• _Tasks to carry out_:
• A. Rewrite the paragraph of the forum thread that begins "The pipeline to your customers is much shorter" as a bulleted list, keeping its main facts.
• B. Which company does the forum thread name as doing "enterprise" development right?
• C. Please say whether each statement agrees with the forum thread, answering yes or no and quoting the words that decide it: (i) The first poster sees a deployment phase as the major difference in enterprise application development. (ii) The reply says hard-coded links to specific databases must be made optional. (iii) The reply calls deploying teams to enterprises the "wrong" way.

I try to compare enterprise application development with traditional
software development. Looks like the major difference is that
enterprise application development has deployment phase, but not in
other applications such as desktop applications.

please advise. thanks

Phlip

2005-01-15, 3:57 am

jrefactors wrote:

> I try to compare enterprise application development with traditional
> software development. Looks like the major difference is that
> enterprise application development has deployment phase, but not in
> other applications such as desktop applications.


Where are you getting this stuff?

"Enterprise" development is a big sexy word for "in-house" development.
Compared to "shrinkwrap", you can cheat on a few issues.

The pipeline to your customers is much shorter. You typically don't need to
find a way to make them pay for your software. In return, you give them
_exactly_ what they ask for, not what your marketing department tells you
might sell.

Because the pipeline is shorter, you can take many shortcuts. You might need
to build full-featured installers, or localize to many languages, or adapt
to many different kinds of databases. Because so many technology decisions
are already made, you can save time hard-coding links to specific databases
and other "enterprise" applications. None of these links must be
"productized", or made optional.

These forces allow you to focus on giving specific customers exactly what
they need. That's why "enterprise" is lucrative if you do it right, like
Thoughtworks does. And it can be lucrative if you do it "wrong", too. The
right way is to deploy teams to enterprises to help customize the computers
at the centers of their businesses. The "wrong" way is to build One True
Program that can configure and tweak and deploy to any possible enterprise.

• _Data shown_:
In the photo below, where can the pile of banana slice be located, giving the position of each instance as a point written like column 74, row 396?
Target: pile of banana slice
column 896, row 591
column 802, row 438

• _In response_:
• A.
- The pipeline to your customers is much shorter.
- You typically don't need to find a way to make them pay for your software.
- In return, you give them exactly what they ask for, not what your marketing department says might sell.

• B. Thoughtworks.

• C.
(i) Yes: "Looks like the major difference is that enterprise application development has deployment phase"
(ii) No: "None of these links must be "productized", or made optional."
(iii) No: "The right way is to deploy teams to enterprises to help customize the computers at the centers of their businesses."